═════ DATASET ROWS ═════

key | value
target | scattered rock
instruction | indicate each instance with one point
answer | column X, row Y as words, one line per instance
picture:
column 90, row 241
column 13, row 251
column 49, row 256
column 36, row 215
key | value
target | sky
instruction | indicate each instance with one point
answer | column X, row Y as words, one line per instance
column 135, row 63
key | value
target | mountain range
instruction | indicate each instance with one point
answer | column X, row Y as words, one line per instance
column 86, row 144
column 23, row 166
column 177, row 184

═════
═════ DATASET ROWS ═════

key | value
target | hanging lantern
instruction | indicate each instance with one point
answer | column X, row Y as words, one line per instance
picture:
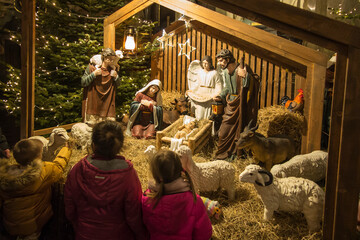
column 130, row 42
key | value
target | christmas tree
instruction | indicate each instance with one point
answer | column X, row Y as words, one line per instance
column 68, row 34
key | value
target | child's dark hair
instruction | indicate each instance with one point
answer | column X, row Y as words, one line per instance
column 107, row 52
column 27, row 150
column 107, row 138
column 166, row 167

═════
═════ DATASET ROWS ═════

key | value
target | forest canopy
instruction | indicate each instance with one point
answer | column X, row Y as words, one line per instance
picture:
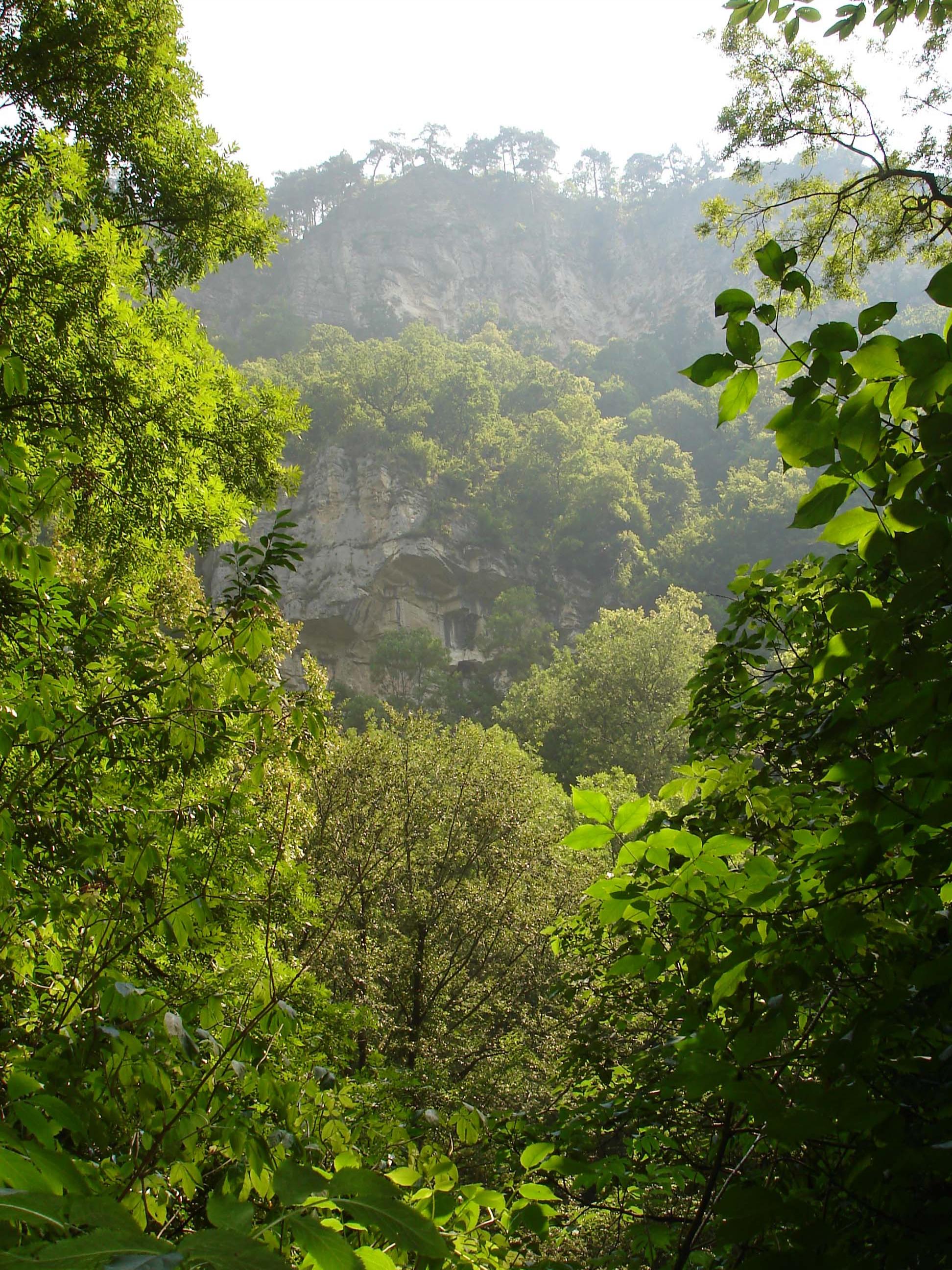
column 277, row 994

═════

* PROBLEM TO SOLVE
Show every line in the pointing dataset excerpts above that contains the string "target", matching case exactly.

* TASK ANSWER
target | scattered rock
target | sky
target | mountain range
target | hanging lantern
target | christmas tree
target | child's dark hair
target | forest canopy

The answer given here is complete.